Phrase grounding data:
____

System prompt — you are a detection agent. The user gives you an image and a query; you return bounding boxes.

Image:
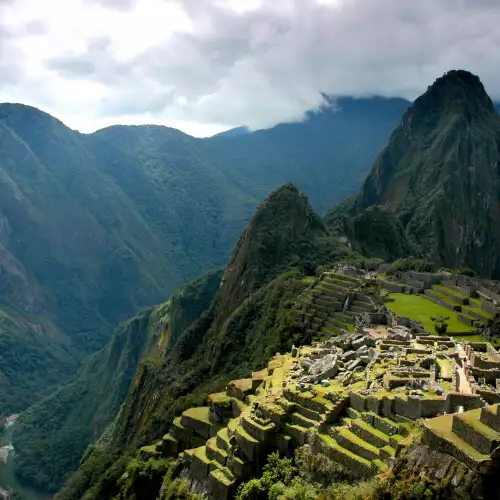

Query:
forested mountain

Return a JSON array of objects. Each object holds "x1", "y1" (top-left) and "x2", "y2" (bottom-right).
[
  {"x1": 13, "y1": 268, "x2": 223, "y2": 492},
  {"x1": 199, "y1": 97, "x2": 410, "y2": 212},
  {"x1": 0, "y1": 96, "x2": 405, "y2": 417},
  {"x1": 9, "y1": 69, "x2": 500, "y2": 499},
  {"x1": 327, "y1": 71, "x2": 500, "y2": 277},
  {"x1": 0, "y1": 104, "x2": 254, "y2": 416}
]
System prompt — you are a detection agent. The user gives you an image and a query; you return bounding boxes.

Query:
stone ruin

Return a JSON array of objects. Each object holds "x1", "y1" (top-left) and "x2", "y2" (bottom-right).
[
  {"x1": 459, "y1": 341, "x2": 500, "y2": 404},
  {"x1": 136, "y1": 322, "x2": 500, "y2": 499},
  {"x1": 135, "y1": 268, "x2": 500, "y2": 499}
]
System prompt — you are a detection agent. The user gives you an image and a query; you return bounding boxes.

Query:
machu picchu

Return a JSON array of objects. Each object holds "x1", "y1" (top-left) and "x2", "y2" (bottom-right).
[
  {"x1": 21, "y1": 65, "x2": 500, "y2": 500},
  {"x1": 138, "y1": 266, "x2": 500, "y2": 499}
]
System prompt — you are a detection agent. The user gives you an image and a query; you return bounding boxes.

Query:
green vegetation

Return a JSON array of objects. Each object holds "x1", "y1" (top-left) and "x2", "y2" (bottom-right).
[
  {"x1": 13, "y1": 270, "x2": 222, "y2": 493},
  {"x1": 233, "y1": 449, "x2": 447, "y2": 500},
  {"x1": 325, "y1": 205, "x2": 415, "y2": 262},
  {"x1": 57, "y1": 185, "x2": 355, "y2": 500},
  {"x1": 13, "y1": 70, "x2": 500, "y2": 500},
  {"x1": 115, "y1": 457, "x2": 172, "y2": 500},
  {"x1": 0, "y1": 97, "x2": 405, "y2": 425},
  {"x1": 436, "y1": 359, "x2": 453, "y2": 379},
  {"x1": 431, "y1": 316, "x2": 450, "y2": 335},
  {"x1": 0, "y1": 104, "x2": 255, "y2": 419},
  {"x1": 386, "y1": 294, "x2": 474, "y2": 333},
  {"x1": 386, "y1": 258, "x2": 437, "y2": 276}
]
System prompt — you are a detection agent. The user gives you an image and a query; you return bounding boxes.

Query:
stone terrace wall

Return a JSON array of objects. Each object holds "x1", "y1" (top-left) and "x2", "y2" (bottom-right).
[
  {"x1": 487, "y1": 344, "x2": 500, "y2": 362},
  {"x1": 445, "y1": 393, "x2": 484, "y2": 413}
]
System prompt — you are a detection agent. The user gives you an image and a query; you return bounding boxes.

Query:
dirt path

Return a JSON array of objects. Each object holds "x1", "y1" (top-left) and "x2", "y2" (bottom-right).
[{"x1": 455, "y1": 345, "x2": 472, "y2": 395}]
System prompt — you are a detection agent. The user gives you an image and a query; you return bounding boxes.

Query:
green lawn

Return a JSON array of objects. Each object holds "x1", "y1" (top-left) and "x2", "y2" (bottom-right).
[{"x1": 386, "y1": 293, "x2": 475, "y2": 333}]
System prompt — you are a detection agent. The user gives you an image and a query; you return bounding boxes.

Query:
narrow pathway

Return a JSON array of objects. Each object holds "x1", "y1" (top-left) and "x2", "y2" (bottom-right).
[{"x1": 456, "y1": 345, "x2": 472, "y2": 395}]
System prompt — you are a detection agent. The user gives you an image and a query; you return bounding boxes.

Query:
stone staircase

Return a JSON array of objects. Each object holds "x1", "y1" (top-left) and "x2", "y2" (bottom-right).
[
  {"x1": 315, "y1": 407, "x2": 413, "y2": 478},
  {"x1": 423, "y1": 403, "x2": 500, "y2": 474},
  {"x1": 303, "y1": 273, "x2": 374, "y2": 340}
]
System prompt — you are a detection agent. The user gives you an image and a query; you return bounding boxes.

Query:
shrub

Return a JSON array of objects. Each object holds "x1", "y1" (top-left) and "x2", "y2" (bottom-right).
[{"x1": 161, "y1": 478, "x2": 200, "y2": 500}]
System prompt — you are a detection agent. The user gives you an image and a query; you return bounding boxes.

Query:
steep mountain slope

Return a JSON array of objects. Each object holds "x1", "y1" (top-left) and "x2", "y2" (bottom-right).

____

WORK TASK → Repeat the exact lines from the first line of the data through the line containing "forested mountain". Nothing else, no pictures.

ANSWER SPACE →
System prompt — you are a detection agent. The user gives you an image and a query; you return bounding boxes.

Image:

Query:
forested mountain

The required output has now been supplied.